***** RECORDS SUPPLIED

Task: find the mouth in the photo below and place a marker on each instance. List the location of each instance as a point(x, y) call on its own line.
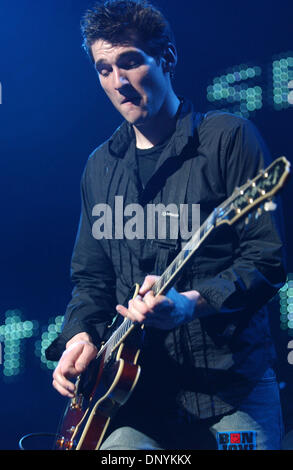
point(132, 100)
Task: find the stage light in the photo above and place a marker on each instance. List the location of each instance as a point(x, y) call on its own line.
point(286, 305)
point(243, 98)
point(47, 337)
point(12, 334)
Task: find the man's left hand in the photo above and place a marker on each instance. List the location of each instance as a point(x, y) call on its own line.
point(163, 311)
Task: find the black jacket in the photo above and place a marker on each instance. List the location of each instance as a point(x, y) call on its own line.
point(203, 368)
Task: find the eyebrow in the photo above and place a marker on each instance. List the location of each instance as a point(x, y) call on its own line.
point(123, 55)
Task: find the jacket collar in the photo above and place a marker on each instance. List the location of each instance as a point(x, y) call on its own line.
point(124, 135)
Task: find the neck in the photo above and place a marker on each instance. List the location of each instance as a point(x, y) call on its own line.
point(158, 128)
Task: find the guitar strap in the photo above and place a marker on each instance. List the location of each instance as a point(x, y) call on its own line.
point(168, 247)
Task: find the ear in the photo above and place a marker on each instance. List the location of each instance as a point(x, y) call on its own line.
point(169, 59)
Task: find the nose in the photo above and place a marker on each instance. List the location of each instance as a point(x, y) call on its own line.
point(120, 78)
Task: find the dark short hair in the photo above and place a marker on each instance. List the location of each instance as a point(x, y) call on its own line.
point(115, 20)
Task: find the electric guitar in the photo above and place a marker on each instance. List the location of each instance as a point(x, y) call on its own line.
point(112, 376)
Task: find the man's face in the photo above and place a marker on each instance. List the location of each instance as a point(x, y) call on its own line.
point(133, 80)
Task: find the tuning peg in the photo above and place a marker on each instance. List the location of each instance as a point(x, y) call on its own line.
point(270, 206)
point(247, 219)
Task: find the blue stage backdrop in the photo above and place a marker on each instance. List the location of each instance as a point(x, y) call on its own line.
point(232, 56)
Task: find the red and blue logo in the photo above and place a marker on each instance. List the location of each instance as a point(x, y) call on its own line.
point(244, 440)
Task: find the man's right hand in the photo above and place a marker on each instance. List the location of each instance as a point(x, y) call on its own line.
point(79, 352)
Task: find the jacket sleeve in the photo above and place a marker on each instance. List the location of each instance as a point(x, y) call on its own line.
point(92, 304)
point(257, 270)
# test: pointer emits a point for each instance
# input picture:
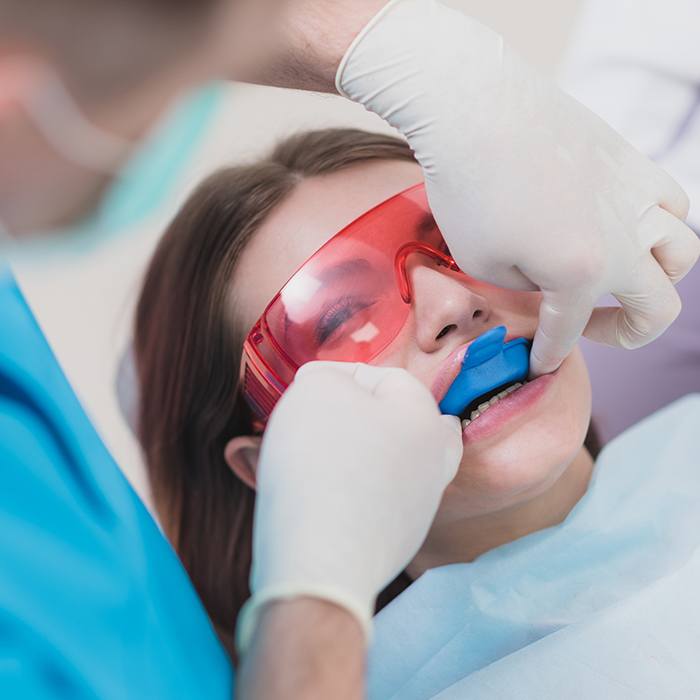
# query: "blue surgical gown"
(93, 601)
(604, 605)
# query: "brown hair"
(188, 353)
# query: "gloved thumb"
(452, 437)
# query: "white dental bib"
(589, 608)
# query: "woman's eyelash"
(334, 316)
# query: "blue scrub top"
(93, 601)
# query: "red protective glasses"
(346, 303)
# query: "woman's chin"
(526, 457)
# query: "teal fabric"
(93, 601)
(147, 179)
(565, 601)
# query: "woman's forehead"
(314, 212)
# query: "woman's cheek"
(527, 461)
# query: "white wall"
(84, 303)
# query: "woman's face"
(510, 455)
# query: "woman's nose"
(445, 308)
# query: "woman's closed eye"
(336, 315)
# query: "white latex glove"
(352, 469)
(530, 189)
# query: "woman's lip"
(450, 367)
(505, 411)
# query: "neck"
(464, 540)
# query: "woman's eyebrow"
(344, 269)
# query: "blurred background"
(90, 332)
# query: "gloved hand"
(352, 469)
(530, 189)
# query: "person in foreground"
(527, 457)
(80, 86)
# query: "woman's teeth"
(483, 407)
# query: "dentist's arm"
(530, 188)
(306, 648)
(352, 469)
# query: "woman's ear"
(241, 454)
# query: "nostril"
(445, 331)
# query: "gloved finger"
(506, 276)
(675, 245)
(670, 195)
(563, 316)
(325, 366)
(649, 306)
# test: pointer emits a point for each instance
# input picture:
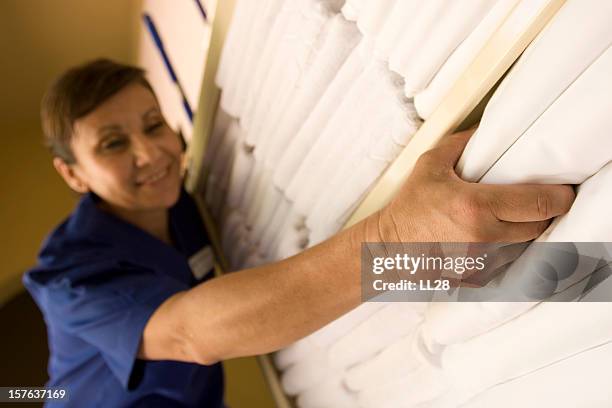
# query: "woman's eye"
(113, 144)
(153, 127)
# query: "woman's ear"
(70, 176)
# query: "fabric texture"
(97, 282)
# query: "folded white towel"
(295, 56)
(582, 380)
(231, 232)
(578, 34)
(341, 37)
(390, 128)
(310, 131)
(398, 20)
(420, 64)
(283, 212)
(429, 99)
(292, 242)
(235, 90)
(413, 37)
(346, 125)
(373, 16)
(490, 359)
(267, 56)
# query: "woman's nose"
(145, 150)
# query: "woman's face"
(126, 153)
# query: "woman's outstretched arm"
(263, 309)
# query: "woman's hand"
(435, 205)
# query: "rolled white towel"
(578, 34)
(283, 211)
(398, 20)
(317, 120)
(428, 100)
(374, 15)
(341, 38)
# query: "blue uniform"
(98, 281)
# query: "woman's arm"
(263, 309)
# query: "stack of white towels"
(320, 96)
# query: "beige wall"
(38, 40)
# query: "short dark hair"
(78, 92)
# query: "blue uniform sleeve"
(111, 312)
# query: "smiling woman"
(127, 154)
(125, 283)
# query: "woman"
(134, 317)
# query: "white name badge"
(202, 262)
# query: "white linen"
(317, 120)
(428, 100)
(578, 34)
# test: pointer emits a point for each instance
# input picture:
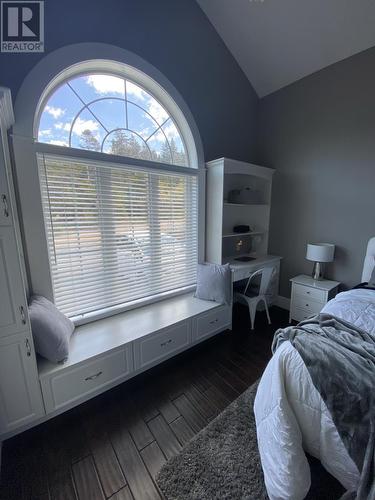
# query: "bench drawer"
(152, 349)
(212, 322)
(71, 385)
(307, 304)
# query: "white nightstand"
(309, 296)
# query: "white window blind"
(117, 233)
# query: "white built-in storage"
(238, 194)
(20, 395)
(112, 350)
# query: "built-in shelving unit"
(249, 233)
(238, 193)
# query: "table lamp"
(319, 253)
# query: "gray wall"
(177, 38)
(319, 133)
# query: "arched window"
(119, 186)
(110, 114)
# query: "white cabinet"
(13, 308)
(212, 322)
(20, 396)
(238, 194)
(66, 387)
(309, 296)
(150, 350)
(5, 208)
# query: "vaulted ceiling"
(277, 42)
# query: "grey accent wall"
(177, 38)
(319, 135)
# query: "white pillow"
(51, 329)
(214, 282)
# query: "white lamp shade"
(320, 252)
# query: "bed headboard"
(369, 262)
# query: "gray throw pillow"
(214, 282)
(51, 329)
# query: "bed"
(292, 417)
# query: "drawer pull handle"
(23, 315)
(5, 203)
(163, 344)
(28, 348)
(93, 377)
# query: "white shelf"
(246, 204)
(249, 233)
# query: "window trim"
(29, 98)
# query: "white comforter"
(291, 416)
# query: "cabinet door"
(5, 208)
(13, 307)
(20, 393)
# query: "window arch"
(105, 112)
(119, 178)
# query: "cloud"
(45, 133)
(81, 125)
(135, 91)
(63, 126)
(55, 112)
(171, 131)
(157, 111)
(105, 84)
(57, 143)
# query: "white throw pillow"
(214, 282)
(51, 329)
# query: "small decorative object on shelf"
(319, 253)
(309, 296)
(241, 229)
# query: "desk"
(242, 270)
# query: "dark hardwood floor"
(114, 445)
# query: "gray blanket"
(341, 361)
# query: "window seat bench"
(108, 351)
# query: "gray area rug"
(222, 461)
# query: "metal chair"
(252, 296)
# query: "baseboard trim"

**********

DESCRIPTION OF THE TASK
Please reproduce each line of the listing above exactly, skipping pictures.

ANSWER TO THIS TASK
Task: find the mouth in the photo below and place a marker on each instance. List the location of each instance as a point(x, y) call on its own line.
point(132, 100)
Task: find the stage light in the photo above and place a marker on each instance. List the location of each instance as a point(x, y) call on its own line.
point(286, 305)
point(243, 98)
point(47, 337)
point(12, 334)
Task: find the man's left hand in the photo above and place a marker on each instance. List the location of each instance as a point(x, y) call on its own line.
point(163, 311)
Task: find the black jacket in the photo above and place a marker on each instance. List the location of each instance as a point(x, y) call on its own line.
point(203, 368)
Task: find the eyebrow in the photo above and place a marker on each instance. List the location of each instance as a point(x, y) call on its own line.
point(123, 55)
Task: find the jacket collar in the photo above and place a marker on each instance. List the location of each instance as a point(x, y) call on its own line.
point(124, 135)
Task: find the neck in the photo above and place a marker on each instance. List the location of each instance as a point(x, y) call on its own line.
point(158, 128)
Task: find the guitar strap in the photo above and place a marker on each instance. List the location of each instance as a point(x, y) call on its own line.
point(168, 247)
Task: find the ear in the photo above and place a marker on each instance. List the location of each instance as a point(x, y) call on its own line.
point(169, 59)
Task: find the nose in the photo above and place a marker on each instance. List the location of each instance as a point(x, y) call on its own line.
point(120, 78)
Task: find the dark short hair in the photo above and place a marker on each instance. List the location of each instance as a point(x, y) call on its own line.
point(115, 20)
Task: find the electric guitar in the photo above and place a marker on each instance. List the location of each instance as a point(x, y) call on its own line.
point(112, 376)
Task: find the man's face in the photo above and place a marker on each instance. List the location of each instance as a point(x, y) call on its own line.
point(133, 80)
Task: find the tuning peg in the photo above and place a marker on each instance. List the location of each instance as a point(x, y) call on its own line.
point(270, 206)
point(247, 219)
Task: find the blue stage backdrop in the photo above and place a marker on each instance. List the location of each instance as a point(x, y) call on its own line.
point(232, 56)
Task: find the red and blue logo in the photo above and place a marker on each instance. List the location of each instance as a point(x, y) call on its own line.
point(244, 440)
Task: find the man's right hand in the photo above and place a marker on each instance. List the location of each instance as a point(x, y) call on its own line.
point(79, 352)
Task: find the jacket sleeve in the photo above and place a marker on each instance. List the location of each instance as a point(x, y) call on its own line.
point(92, 304)
point(257, 270)
# test: pointer emits a point for each instance
# input picture:
# query: "blue surgical gown"
(93, 601)
(604, 605)
# query: "brown hair"
(188, 353)
# query: "gloved thumb"
(452, 437)
# query: "white dental bib"
(589, 608)
# query: "woman's eyelash"
(334, 316)
# query: "blue scrub top"
(93, 601)
# query: "red protective glasses"
(346, 303)
# query: "woman's chin"
(526, 457)
# query: "teal fabric"
(93, 601)
(147, 179)
(565, 601)
# query: "woman's forehead"
(314, 212)
# query: "woman's cheek"
(527, 461)
# query: "white wall"
(84, 303)
# query: "woman's face"
(510, 455)
# query: "woman's nose"
(445, 308)
# query: "woman's closed eye"
(336, 315)
# query: "white latex glove"
(352, 469)
(530, 189)
# query: "woman's lip"
(450, 367)
(505, 411)
# query: "neck"
(464, 540)
# query: "woman's eyebrow"
(344, 269)
# query: "blurred background"
(90, 332)
# query: "gloved hand"
(352, 469)
(530, 189)
# query: "person in foreground"
(527, 457)
(80, 86)
# query: "woman's teeth"
(483, 407)
# query: "dentist's arm"
(530, 188)
(306, 648)
(352, 469)
# query: "woman's ear"
(241, 454)
# query: "nostril"
(445, 331)
# query: "gloved finger"
(506, 276)
(675, 245)
(670, 195)
(563, 316)
(325, 366)
(649, 306)
# test: pointer emits a point for each instance
# input picture:
# query: "woman's eye"
(113, 144)
(153, 127)
# query: "woman's ear"
(70, 176)
# query: "fabric texture"
(97, 282)
# query: "folded white towel"
(295, 56)
(582, 380)
(231, 232)
(578, 34)
(341, 37)
(390, 128)
(310, 131)
(398, 20)
(420, 64)
(283, 212)
(429, 99)
(292, 242)
(235, 90)
(413, 37)
(346, 125)
(373, 16)
(490, 359)
(267, 56)
# query: "woman's nose"
(145, 150)
# query: "woman's face"
(126, 153)
# query: "woman's outstretched arm"
(263, 309)
# query: "woman's hand"
(435, 205)
# query: "rolled white towel"
(578, 34)
(283, 211)
(398, 20)
(317, 120)
(428, 100)
(374, 15)
(341, 38)
# query: "blue uniform"
(98, 281)
# query: "woman's arm"
(263, 309)
# query: "stack of white towels"
(320, 96)
# query: "beige wall"
(38, 40)
# query: "short dark hair"
(78, 92)
# query: "blue uniform sleeve"
(111, 312)
# query: "smiling woman"
(127, 154)
(125, 283)
# query: "woman"
(134, 317)
# query: "white name badge"
(202, 262)
# query: "white linen"
(317, 120)
(428, 100)
(578, 34)
# test: pointer emits a point for each instance
# input picture:
# query: "bench drawer"
(152, 349)
(212, 322)
(71, 385)
(307, 304)
# query: "white nightstand"
(309, 296)
# query: "white window blind"
(117, 233)
# query: "white built-in storage"
(238, 194)
(20, 395)
(112, 350)
# query: "built-in shelving unit"
(249, 233)
(238, 193)
# query: "table lamp"
(319, 253)
# query: "gray wall"
(177, 38)
(319, 133)
# query: "arched window"
(119, 186)
(110, 114)
# query: "white cabinet"
(13, 308)
(212, 322)
(20, 396)
(238, 194)
(66, 387)
(309, 296)
(150, 350)
(5, 208)
# query: "vaulted ceiling"
(277, 42)
# query: "grey accent wall"
(177, 38)
(319, 135)
# query: "white pillow"
(51, 329)
(214, 282)
# query: "white lamp shade"
(320, 252)
# query: "bed headboard"
(369, 262)
# query: "gray throw pillow"
(214, 282)
(51, 329)
# query: "bed"
(292, 417)
# query: "drawer pull handle"
(23, 315)
(5, 203)
(163, 344)
(28, 348)
(93, 377)
# query: "white shelf"
(246, 204)
(249, 233)
# query: "window trim"
(29, 98)
# query: "white comforter"
(291, 416)
# query: "cabinet door"
(5, 208)
(13, 307)
(20, 393)
# query: "window arch"
(105, 112)
(119, 178)
# query: "cloud"
(45, 133)
(81, 125)
(135, 91)
(63, 126)
(55, 112)
(171, 131)
(157, 111)
(105, 84)
(57, 143)
# query: "white throw pillow"
(214, 282)
(51, 329)
# query: "small decorative object on shelf"
(319, 253)
(309, 296)
(241, 229)
# query: "desk"
(242, 270)
# query: "dark hardwood floor"
(114, 445)
# query: "gray blanket"
(341, 361)
# query: "window seat bench"
(108, 351)
# query: "gray area rug"
(222, 461)
# query: "metal chair"
(252, 296)
# query: "baseboard trim"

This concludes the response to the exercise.